Investment analysts and close watchers of this market link this growth to the rising sophistication of the Nigerian consumer, urbanization, improving economic conditions leading to rising purchasing power,  and, to a less extent, activities of government encouraging the entry of international retailers.

These views corroborates a recent report by the Oxford Business Group (OBG), indicating that both foreign and local investors are dramatically expanding their domestic retail footprint in Nigeria.

The report notes that, Shoprite, a South African retail chain, has already opened about nine shops in Nigeria, and has outlined plans to open up to 700 stores in the country in not-too-distant future. In the same vein, Massmart, South Africa’s second-largest retailer after Shoprite, which is partly owned by Walmart, has announced its intention to increase its presence in Nigeria from two to 20 stores.

The OBG report also reveals that Spar, Europe’s largest retail network, is partnering with Nigeria-based Artee Group to tap into the local market, cutting ribbons at new outlets in Lagos and Abuja recently. “Looking ahead, the firms aim to increase their Lagos network and expand into Port Harcourt and Ota in Ogun State over the next six months,” the report adds.

These developments and the attendant opportunities are however, not without their downsides which explains arguments by experts that the developments may lead to complete disappearance of Nigeria’s traditional market, adding that the traditional market would be ignored and Nigerians would no longer purchase locally made products which, in turn, may lead a downturn for local manufacturers.

● Parts of the exercise:
1. According to the retail expansion text, how many stores does Massmart intend to have in Nigeria?
2. Rewrite the retail expansion text from "These developments and" to "for local manufacturers.", swapping "local manufacturers" for "domestic manufacturers".
3. In the retail expansion text, which cities are named as places where Spar and Artee Group have opened or plan to open outlets?

● Dataset extract:
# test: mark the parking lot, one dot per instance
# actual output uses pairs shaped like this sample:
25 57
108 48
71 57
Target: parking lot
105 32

● Answers given:
1. Massmart intends to grow from two to 20 stores in Nigeria.

2.
These developments and the attendant opportunities are however, not without their downsides which explains arguments by experts that the developments may lead to complete disappearance of Nigeria’s traditional market, adding that the traditional market would be ignored and Nigerians would no longer purchase locally made products which, in turn, may lead a downturn for domestic manufacturers.

3. Lagos, Abuja, Port Harcourt, Ota